REQUIREMENT: Extract every line of the records below and reproduce each one verbatim, preserving the original order.

INFORMATION SHOWN:

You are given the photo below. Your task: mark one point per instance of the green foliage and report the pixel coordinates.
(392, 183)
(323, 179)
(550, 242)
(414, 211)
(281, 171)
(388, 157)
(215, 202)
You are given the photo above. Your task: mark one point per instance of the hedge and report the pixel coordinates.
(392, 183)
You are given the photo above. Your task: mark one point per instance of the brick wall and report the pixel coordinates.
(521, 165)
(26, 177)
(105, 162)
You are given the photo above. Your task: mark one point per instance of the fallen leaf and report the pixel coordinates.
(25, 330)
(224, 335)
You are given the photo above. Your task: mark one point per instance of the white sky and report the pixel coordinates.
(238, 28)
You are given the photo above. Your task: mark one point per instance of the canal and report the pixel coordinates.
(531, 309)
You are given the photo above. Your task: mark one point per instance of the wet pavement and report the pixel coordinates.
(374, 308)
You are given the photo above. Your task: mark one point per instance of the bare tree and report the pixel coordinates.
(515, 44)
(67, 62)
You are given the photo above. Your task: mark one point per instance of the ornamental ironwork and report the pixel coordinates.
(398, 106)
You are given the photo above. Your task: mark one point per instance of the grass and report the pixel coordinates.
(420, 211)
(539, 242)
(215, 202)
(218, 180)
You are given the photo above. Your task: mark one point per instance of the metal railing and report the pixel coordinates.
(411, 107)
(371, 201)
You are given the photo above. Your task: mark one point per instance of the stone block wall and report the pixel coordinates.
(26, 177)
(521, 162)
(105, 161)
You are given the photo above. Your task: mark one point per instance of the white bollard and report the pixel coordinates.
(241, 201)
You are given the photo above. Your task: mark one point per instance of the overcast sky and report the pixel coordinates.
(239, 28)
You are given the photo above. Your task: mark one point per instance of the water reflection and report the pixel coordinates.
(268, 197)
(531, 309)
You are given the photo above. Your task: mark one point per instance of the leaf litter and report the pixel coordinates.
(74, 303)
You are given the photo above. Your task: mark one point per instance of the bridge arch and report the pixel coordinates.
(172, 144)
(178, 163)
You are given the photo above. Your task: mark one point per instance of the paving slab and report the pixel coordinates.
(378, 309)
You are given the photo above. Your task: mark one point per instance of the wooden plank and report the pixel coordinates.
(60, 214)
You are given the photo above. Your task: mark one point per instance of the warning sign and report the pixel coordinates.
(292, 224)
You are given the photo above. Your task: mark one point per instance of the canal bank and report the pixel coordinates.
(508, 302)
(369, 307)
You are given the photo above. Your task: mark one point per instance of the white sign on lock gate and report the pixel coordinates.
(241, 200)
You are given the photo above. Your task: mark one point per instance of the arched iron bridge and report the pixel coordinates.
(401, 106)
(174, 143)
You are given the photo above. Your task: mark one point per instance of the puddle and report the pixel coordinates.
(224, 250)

REPLY:
You are given the photo below. Your task: mark one point per instance of the green foliage and report the pixel coordinates.
(392, 183)
(323, 179)
(550, 242)
(414, 211)
(281, 171)
(388, 157)
(215, 202)
You are given the photo above. Your task: mark one point per instance of the hedge and report the pixel coordinates.
(392, 183)
You are given the photo above. Your task: mark one point per instance of the brick wall and report the pixel coordinates.
(521, 165)
(26, 177)
(105, 162)
You are given the photo above. Your task: mark one point per instance of the fallen leaf and report the pixel coordinates.
(25, 330)
(224, 335)
You are given the photo above. Your task: mark one point per instance of the white sky and report the pixel coordinates.
(238, 28)
You are given the photo above. Your task: mark one point per instance of the canal and report the pixel coordinates.
(531, 309)
You are given the photo above. Your task: mark one point per instance of the wet pavement and report the pixel coordinates.
(374, 308)
You are given the photo above. Your task: mark one point per instance of the bare tree and report the pixel coordinates.
(515, 44)
(67, 62)
You are given the photo above. Your task: mark one point per instance of the ornamental ironwork and report the pixel coordinates.
(398, 106)
You are given the photo above. Your task: mark one point per instance of the grass and report the pixel coordinates.
(420, 211)
(539, 242)
(215, 202)
(218, 180)
You are given the photo above. Your task: mark one point per instance of the metal railing and report the pixel coordinates.
(411, 107)
(371, 201)
You are given the photo above. Your task: mark one point per instance of the stone block wall and report the pixel coordinates.
(26, 177)
(521, 162)
(105, 161)
You are given the photo above. Your task: mark one point per instance of the white bollard and report the pixel coordinates.
(241, 201)
You are given the photo above. Your task: mark one point per instance of the overcast sky and report the pixel coordinates.
(239, 28)
You are given the photo above. Your task: mark one point per instance of the water reflection and report the pixel coordinates.
(268, 197)
(531, 309)
You are given the photo above. Your task: mark one point per instance of the leaf litter and report the pixel coordinates.
(74, 303)
You are given the photo above. Your task: mark one point per instance of the bridge arch and report the pixel coordinates.
(172, 144)
(178, 163)
You are given the photo above. Your task: mark one point per instance of the paving slab and report the pixel coordinates.
(378, 309)
You are given the photo above. Your task: mark one point per instance of the wooden plank and report the pixel coordinates.
(60, 214)
You are given the photo above. Your task: mark one point per instance of the warning sign and report the pixel coordinates.
(292, 224)
You are given the photo above. Your task: mark one point per instance of the canal bank and report the pixel coordinates.
(508, 302)
(369, 307)
You are given the photo above. Your task: mark one point per instance of the white sign on lock gate and report the pixel coordinates.
(241, 200)
You are given the photo above. Your task: mark one point per instance of the arched iron bridge and report the pixel coordinates.
(401, 106)
(174, 143)
You are given the photo above. Your task: mark one point per instance of the puddle and report the pixel coordinates.
(224, 250)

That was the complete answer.